It's a workout, that’s for sure. But at least the Stelvio Pass is so famously forgiving. No jeopardy to be found amongst its stark, sheer flanks, buttressed hairpins, crumbling surfaces and lofty 2,757-metre elevation. I lose count of the number of hairpins I have to take two bites at, the sinking feeling as I realise that, yep, the turning circle ain’t going to make that and now I have to heave the steering the other way, and drop back while keeping the revs up. Just don’t want to stall.
But between each one I get to use the V12 and open gate manual. The gearshift is the sweetest thing about the car, and the engine once it clears the low rev lethargy, is blissful. Not exhaust dominated like so much modern stuff, but thrashy and dirty, full of valvetrain chatter and a soft richness that (correctly) suggests colossal fuel thirst. But above all it has presence.
It's not particularly adept at turning noise, drama and charisma into speed, and the gearing is so long that only once on the whole ascent do I use third. The rest of the time it’s second and let the Pavarotti behind find its range, because from 3,500rpm to double that it’s a honey. It actually rides very nicely, surprisingly calm on plump 15in Pirellis, and of course steering feel and chassis communication is wonderful because there’s no artificial filtering or control anywhere. But driving it fast? No thanks. It’s not that sort of car. I get the feeling that all would be well and then it would bite suddenly and bite hard.
But it is exactly how I hoped a Countach would be: proud, boisterous, inflexible and as raw as a wound. I imagine driving it might be like negotiating with a mafia don. You know you’re not going to get the best out of it, but you don’t care provided you emerge with your chin up and your only injury is a pinched cheek. That’s me today. I park up near the summit. My shoulders ache, my legs are trembling, my tee-shirt is damp and instantly cold against the chill temperature a vertical mile above where we’d begun. I’m elated. I haven’t stalled and up here among the pinnacles and vistas, the cars look unspeakably sensational.

Saved entries

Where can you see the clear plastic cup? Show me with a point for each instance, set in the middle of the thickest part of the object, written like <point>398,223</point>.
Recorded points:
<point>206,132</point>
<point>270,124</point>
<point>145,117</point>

• **Assigned task**
Can you write out the passage of the Countach drive text starting at "It's not particularly" and ending at "and bite hard."?

• **Response box**
It's not particularly adept at turning noise, drama and charisma into speed, and the gearing is so long that only once on the whole ascent do I use third. The rest of the time it’s second and let the Pavarotti behind find its range, because from 3,500rpm to double that it’s a honey. It actually rides very nicely, surprisingly calm on plump 15in Pirellis, and of course steering feel and chassis communication is wonderful because there’s no artificial filtering or control anywhere. But driving it fast? No thanks. It’s not that sort of car. I get the feeling that all would be well and then it would bite suddenly and bite hard.